# [Exercise requirements]
Would you repeat each line below exactly, without the pictures?

─── Dataset ───

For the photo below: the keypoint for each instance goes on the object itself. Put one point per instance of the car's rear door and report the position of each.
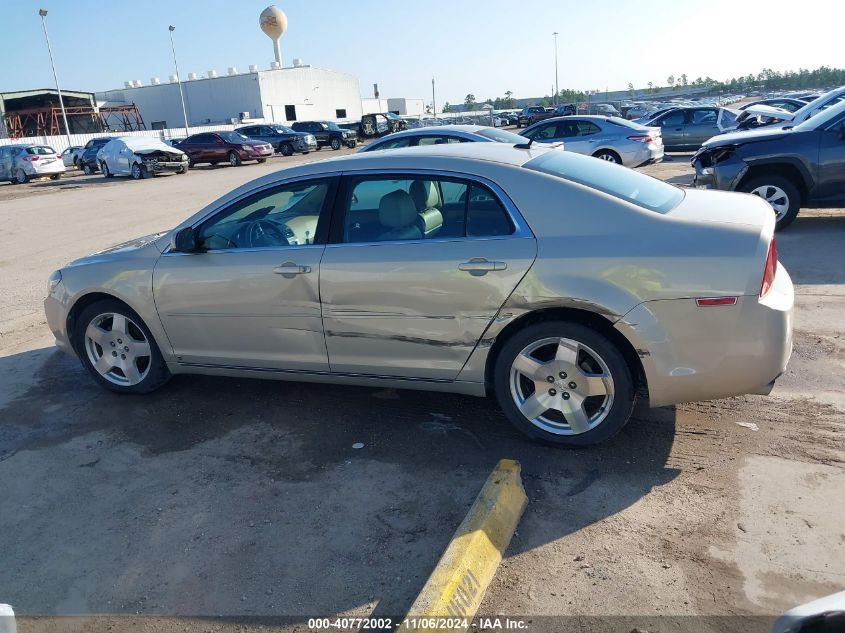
(251, 298)
(701, 125)
(831, 170)
(417, 266)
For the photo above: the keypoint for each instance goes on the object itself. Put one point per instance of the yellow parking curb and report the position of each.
(456, 586)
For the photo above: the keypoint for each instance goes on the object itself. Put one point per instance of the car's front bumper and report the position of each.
(691, 353)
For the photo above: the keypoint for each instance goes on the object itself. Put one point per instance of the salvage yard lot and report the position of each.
(245, 498)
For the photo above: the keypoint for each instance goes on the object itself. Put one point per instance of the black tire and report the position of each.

───

# [Solved exercise]
For the photo below: the keypoint for each instance goes on the object itself. Put one point per instance of the car's rear door and report the position of each.
(251, 298)
(701, 125)
(831, 170)
(417, 266)
For the photo above: the keypoint for each instance goes on the object itself. Put one point per instance of the yellow parking curb and report the position of each.
(456, 586)
For the photo above: the keypoint for each instance goes on the object itself. Put one point per instance of the car's front bumper and report the position of each.
(691, 353)
For the photo above: the keypoint for each instance goes on the object itself. Put one point per instance of the salvage yard lot and report the position of each.
(245, 498)
For the photo above: the keypoint for each instance goes on the object itself. Put one point per instance of the black tire and report the position of each.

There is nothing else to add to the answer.